▶ **Directives**
1. List the filter colors that the Prokudin-Gorsky passage says each of the three exposures is taken through.
2. Please write out the part of the Prokudin-Gorsky passage between "Armed with this" and "the color channels.", inclusive.

===== Supplied passage =====

Introduction

Sergey Mikhaylovich Prokudin-Gorsky was a Russian photographer who pioneered color photography. Before color printing or film processes existed he used the three-color principle that he envisioned could lead to the creation of color images in the future. This technique was originally suggested by James Clerk Maxwell, but the necessary photographic technology did not exist until later. The three-color principle essentially entails taking three exposures of the same image, each taken through a filter of either red, green or blue. These three negatives could then later be appropriately combined to form a color image, even though the three exposures themselves were shot in black and white.

Armed with this technique and equipment, Prokudin-Gorsky travelled through the Russian Empire under the approval of the Tsar from 1909 to 1915 to photograph Russian life. After his death hundreds of these negatives were acquired by the Library of Congress and made publicly available. In this project, I will examine the original negatives taken by Prokudin-Gorsky and carry out his vision to recreate color images. The main two steps in this process will be image segmentation and alignment of the color channels.

First I will employ a naive approach for aligment which is computationally more expensive, but works on small images. Next the algorithm will be improved using an image pyramid to allow for recreation of higher resolution scans. Next I will discuss a few further optimizations which can be used to further increase the quality of the results. Finally I will present a gallery of the images which I have recreated, including the before shots, unaligned channels and final results.

Naive Algorithm

When starting, we worked with small input files and applied the following process for image segmentation and alignment. For image segmentation, the image inputs contain all three channels stacked, so we simply separate the image into thirds. Each third corresponds to a different channel--from top to bottom the order is blue, green, red. Once these images are separated we can begin to combine them. Shown below is an original input image (with the three stacked images) and the three channels added together without alignment. We can notice obvious separation of the channels and an overall poor output image.

Three channels separated
Unaligned channels

In the naive solution we will exhaustively search over all potential translations of the green and the red channels such that we can align them with the blue channel. For the small images we found a range of shifts which differed by 15 pixels in both directions in both dimensions produced fairly good results. This naive algorithm considers each such shift and uses a score function to determine which shift is the "best". I implemented both a sum of squared differences and a normalized cross corrleation. These both yielded similar results, so I simply chose to continue with the sum of squared differences function which was slightly faster to compute. After alignement the images can be improved to the following.

===== Record set =====

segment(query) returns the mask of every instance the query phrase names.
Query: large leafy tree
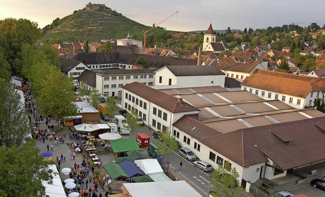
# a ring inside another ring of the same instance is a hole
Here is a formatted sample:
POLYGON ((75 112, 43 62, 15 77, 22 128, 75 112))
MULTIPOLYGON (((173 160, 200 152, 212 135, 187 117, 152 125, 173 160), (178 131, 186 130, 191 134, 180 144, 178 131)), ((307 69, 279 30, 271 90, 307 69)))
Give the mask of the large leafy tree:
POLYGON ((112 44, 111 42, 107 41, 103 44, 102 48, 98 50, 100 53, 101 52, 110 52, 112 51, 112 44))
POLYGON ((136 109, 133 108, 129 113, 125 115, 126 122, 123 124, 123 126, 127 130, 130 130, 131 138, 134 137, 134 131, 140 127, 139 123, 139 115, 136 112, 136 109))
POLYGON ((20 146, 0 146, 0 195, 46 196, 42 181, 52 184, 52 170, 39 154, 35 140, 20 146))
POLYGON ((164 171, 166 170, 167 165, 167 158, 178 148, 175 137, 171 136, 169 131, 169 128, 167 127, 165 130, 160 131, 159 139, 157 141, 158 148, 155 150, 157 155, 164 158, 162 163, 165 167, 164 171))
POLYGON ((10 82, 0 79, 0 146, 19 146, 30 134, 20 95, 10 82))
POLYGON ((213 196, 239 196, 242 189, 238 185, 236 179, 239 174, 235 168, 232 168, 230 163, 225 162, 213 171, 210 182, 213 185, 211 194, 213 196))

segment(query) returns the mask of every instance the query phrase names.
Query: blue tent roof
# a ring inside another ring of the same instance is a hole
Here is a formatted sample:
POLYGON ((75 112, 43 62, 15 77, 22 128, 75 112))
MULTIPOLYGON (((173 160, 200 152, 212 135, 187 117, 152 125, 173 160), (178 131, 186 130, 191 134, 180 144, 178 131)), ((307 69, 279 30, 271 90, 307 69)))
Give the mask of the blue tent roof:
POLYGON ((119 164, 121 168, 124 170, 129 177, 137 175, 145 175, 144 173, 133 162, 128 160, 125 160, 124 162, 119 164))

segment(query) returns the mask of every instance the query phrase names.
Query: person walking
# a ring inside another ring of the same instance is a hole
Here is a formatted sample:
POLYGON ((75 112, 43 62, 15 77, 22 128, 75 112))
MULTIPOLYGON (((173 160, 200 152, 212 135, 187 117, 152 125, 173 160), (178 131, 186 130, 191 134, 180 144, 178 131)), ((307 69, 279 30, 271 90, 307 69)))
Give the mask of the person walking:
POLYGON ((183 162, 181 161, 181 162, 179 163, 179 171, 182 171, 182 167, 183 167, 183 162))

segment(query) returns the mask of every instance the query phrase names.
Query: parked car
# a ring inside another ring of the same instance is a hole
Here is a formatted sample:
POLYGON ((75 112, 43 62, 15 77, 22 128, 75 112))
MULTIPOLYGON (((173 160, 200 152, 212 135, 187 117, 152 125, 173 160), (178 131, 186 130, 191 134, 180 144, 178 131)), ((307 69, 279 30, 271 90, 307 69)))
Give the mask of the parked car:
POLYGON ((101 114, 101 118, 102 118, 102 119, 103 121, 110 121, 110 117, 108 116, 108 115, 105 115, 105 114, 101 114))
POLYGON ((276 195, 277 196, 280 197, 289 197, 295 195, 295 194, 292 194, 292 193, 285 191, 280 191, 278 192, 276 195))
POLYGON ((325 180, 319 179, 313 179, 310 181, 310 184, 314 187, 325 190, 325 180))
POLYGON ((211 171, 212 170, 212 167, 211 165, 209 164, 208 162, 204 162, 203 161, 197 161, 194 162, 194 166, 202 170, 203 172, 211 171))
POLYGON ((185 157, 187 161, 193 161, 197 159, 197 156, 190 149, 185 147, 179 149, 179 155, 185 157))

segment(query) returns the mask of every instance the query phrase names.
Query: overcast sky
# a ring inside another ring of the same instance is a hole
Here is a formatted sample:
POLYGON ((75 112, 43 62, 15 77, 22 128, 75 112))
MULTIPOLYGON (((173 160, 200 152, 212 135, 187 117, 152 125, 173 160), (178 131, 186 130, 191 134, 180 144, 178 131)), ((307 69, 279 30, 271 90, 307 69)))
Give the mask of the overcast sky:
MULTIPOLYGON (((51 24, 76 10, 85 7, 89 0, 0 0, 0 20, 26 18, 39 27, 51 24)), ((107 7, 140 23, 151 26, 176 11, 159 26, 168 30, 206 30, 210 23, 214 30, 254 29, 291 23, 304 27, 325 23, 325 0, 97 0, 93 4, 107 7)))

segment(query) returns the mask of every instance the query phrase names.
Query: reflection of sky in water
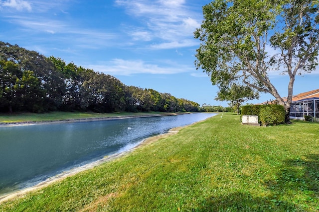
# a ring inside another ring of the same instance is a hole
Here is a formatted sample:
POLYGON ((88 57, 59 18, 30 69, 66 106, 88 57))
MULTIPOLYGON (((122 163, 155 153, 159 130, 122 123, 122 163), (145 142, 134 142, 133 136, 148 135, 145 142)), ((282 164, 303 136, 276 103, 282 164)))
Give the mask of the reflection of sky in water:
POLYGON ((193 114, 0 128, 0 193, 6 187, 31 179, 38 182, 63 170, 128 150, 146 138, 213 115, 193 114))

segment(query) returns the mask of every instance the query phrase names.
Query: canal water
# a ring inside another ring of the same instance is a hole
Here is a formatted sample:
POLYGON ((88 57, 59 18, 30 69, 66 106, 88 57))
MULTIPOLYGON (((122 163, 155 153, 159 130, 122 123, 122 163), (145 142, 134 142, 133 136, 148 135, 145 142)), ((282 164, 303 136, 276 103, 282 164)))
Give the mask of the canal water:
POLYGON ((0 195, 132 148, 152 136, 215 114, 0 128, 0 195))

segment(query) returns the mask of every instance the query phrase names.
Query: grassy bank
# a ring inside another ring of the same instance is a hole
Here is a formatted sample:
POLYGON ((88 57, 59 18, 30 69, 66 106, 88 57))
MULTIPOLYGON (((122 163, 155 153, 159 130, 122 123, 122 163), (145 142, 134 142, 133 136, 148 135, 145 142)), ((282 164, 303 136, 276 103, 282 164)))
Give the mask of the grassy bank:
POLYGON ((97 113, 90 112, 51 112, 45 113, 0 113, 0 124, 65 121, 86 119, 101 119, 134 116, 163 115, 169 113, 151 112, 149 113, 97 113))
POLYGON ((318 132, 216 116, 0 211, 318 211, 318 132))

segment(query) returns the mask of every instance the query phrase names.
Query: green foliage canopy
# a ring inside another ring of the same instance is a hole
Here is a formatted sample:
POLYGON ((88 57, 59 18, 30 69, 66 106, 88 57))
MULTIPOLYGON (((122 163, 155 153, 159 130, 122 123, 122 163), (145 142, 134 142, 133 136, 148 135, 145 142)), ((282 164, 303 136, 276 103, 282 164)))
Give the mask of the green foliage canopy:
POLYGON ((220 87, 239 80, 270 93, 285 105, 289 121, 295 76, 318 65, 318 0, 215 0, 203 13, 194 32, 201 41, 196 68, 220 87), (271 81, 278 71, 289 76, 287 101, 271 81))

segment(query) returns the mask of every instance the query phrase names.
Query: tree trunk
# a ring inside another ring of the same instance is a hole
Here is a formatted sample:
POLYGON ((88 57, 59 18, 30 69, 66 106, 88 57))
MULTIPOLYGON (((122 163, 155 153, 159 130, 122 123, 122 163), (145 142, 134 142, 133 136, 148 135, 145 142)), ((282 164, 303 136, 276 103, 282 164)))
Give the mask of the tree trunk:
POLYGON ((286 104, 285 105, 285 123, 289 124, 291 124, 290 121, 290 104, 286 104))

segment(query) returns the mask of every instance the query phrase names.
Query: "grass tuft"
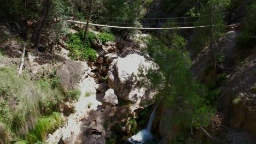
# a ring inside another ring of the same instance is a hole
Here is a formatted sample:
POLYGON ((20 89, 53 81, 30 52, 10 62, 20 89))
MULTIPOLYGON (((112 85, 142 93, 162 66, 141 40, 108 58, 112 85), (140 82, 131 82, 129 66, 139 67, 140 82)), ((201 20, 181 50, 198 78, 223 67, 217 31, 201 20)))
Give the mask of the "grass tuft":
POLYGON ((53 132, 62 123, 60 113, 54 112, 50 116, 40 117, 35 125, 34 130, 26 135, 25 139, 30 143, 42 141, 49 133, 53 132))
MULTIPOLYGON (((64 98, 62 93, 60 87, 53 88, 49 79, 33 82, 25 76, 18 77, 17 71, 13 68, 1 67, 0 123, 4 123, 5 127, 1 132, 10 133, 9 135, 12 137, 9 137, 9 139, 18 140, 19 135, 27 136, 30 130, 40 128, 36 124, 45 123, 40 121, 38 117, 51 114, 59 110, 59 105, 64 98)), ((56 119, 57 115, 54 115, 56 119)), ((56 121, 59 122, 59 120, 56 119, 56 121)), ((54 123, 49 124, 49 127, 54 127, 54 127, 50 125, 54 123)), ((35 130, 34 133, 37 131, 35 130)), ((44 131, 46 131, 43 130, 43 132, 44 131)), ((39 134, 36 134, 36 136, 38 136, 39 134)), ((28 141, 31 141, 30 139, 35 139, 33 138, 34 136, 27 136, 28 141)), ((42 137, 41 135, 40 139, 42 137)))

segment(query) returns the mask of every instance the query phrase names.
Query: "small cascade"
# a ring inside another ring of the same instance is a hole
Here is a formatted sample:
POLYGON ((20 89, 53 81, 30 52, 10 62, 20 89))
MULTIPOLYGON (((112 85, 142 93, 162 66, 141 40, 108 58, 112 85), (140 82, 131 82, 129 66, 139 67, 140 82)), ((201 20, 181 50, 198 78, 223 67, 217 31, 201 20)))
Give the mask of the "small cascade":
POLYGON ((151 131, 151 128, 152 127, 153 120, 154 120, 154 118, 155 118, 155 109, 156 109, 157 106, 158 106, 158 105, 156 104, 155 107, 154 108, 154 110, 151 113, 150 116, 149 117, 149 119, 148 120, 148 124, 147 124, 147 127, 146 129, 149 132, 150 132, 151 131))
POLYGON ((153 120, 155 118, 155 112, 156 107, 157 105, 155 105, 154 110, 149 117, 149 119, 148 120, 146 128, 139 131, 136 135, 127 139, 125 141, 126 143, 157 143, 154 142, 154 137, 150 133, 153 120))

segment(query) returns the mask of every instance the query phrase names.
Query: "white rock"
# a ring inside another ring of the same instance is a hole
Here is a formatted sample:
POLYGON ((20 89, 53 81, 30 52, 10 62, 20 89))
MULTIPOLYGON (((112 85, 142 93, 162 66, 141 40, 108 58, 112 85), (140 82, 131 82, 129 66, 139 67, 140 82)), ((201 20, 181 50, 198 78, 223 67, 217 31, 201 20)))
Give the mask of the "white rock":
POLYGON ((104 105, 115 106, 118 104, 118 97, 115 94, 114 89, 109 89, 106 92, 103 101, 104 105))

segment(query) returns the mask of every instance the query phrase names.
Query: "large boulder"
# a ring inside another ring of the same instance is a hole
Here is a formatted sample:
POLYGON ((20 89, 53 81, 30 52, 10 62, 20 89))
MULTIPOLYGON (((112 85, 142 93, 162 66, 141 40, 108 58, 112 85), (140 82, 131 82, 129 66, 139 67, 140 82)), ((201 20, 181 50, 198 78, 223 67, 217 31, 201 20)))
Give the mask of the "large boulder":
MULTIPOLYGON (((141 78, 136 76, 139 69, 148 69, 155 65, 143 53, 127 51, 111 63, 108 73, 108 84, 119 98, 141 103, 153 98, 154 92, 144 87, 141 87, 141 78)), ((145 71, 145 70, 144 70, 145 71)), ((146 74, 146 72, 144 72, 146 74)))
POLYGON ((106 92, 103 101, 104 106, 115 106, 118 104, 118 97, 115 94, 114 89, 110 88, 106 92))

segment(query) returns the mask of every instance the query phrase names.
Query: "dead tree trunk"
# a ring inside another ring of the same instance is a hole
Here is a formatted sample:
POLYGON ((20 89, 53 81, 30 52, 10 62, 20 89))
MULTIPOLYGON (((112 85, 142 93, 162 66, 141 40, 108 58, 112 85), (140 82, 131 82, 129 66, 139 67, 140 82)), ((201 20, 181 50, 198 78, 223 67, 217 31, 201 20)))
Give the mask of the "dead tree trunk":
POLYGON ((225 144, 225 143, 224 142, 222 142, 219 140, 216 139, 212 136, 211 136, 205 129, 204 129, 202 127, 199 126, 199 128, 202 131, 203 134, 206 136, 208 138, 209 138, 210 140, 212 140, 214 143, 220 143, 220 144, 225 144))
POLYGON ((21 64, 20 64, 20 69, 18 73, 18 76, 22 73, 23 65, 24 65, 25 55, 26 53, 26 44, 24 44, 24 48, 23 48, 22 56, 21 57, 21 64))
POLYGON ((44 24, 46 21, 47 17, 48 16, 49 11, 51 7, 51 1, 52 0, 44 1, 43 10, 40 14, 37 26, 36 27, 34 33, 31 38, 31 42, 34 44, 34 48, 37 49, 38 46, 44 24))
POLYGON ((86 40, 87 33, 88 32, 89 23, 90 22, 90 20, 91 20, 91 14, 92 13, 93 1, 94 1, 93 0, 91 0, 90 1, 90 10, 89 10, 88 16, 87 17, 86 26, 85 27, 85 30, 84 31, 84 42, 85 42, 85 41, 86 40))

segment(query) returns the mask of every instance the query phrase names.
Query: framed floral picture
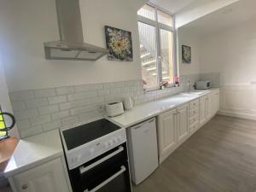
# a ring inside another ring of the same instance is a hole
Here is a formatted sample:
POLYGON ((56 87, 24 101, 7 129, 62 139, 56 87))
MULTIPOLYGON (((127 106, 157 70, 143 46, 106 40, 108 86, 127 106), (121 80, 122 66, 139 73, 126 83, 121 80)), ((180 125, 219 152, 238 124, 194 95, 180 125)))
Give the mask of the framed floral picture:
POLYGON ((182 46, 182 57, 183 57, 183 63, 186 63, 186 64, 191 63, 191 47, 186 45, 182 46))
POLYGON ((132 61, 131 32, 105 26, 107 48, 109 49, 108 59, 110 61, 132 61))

=====

▶ **Per-task outputs**
1. Red, green, blue

2.
Armed with this technique and equipment, Prokudin-Gorsky travelled through the Russian Empire under the approval of the Tsar from 1909 to 1915 to photograph Russian life. After his death hundreds of these negatives were acquired by the Library of Congress and made publicly available. In this project, I will examine the original negatives taken by Prokudin-Gorsky and carry out his vision to recreate color images. The main two steps in this process will be image segmentation and alignment of the color channels.